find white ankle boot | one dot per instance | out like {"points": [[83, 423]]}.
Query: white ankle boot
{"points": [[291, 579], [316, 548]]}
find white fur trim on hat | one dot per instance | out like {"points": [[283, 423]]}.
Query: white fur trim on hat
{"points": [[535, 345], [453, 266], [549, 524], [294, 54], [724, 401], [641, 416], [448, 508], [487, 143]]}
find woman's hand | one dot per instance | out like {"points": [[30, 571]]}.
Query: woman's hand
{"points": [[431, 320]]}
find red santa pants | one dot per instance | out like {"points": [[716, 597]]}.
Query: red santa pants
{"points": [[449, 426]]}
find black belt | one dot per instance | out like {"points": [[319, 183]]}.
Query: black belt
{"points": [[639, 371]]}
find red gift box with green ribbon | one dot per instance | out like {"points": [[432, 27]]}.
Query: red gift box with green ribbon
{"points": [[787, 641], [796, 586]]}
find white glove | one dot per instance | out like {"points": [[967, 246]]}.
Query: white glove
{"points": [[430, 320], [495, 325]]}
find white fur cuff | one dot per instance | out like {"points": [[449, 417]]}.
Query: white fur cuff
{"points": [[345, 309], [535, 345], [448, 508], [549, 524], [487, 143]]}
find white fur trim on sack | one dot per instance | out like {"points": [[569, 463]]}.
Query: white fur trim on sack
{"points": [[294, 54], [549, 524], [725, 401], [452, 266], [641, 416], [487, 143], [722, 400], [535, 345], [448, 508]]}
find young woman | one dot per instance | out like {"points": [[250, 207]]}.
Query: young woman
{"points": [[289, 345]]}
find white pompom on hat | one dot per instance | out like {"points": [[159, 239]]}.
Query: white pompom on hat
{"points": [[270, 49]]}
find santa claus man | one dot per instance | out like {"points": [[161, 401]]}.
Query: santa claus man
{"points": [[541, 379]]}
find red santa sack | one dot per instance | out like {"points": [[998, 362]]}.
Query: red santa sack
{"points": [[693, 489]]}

→ **GOAL**:
Quote every entry above line for line, with no character changed.

→ **RESULT**:
find white ankle boot | one dot per instance | out like {"points": [[83, 423]]}.
Query: white ankle boot
{"points": [[291, 579], [316, 548]]}
find white fur trim on hat | one dot per instance | out like {"points": [[283, 423]]}.
Query: white fur trim on hat
{"points": [[535, 345], [453, 266], [549, 524], [294, 54], [724, 401], [641, 416], [448, 508], [487, 143]]}
find woman's hand | one dot per instance | out like {"points": [[30, 571]]}.
Query: woman's hand
{"points": [[431, 320]]}
find red santa pants | one dot per instance | out like {"points": [[716, 597]]}.
Query: red santa pants
{"points": [[449, 426]]}
find black belt | one dot per instance | out like {"points": [[319, 183]]}.
Query: black belt
{"points": [[639, 371]]}
find red gift box with green ribbon | one dot per instance | out like {"points": [[432, 27]]}.
Query: red gift box with green ribbon
{"points": [[787, 641], [796, 586]]}
find white glove | one dot per instance | out like {"points": [[967, 246]]}.
Query: white glove
{"points": [[430, 320], [495, 325]]}
find white fur cuff | one dot per instance | out like {"points": [[449, 417]]}.
Query: white fur cuff
{"points": [[345, 309], [535, 345], [448, 508], [549, 524], [487, 143]]}
find white fur trim on sack | one dot per instance | out like {"points": [[569, 463]]}.
Query: white fur trim on sack
{"points": [[294, 54], [549, 524], [725, 401], [452, 266], [641, 416], [487, 143], [722, 400], [535, 345], [448, 508]]}
find young woman | one dot per instance | out like {"points": [[250, 207]]}.
Query: young woman
{"points": [[289, 345]]}
find white pompom on hat | one dot per instance | out like {"points": [[159, 239]]}.
Query: white pompom on hat
{"points": [[270, 49]]}
find santa claus man | one dot per instance | out like {"points": [[161, 401]]}.
Query: santa claus man
{"points": [[541, 379]]}
find red santa sack | one dot per instance | out like {"points": [[998, 362]]}.
Query: red santa sack
{"points": [[693, 489]]}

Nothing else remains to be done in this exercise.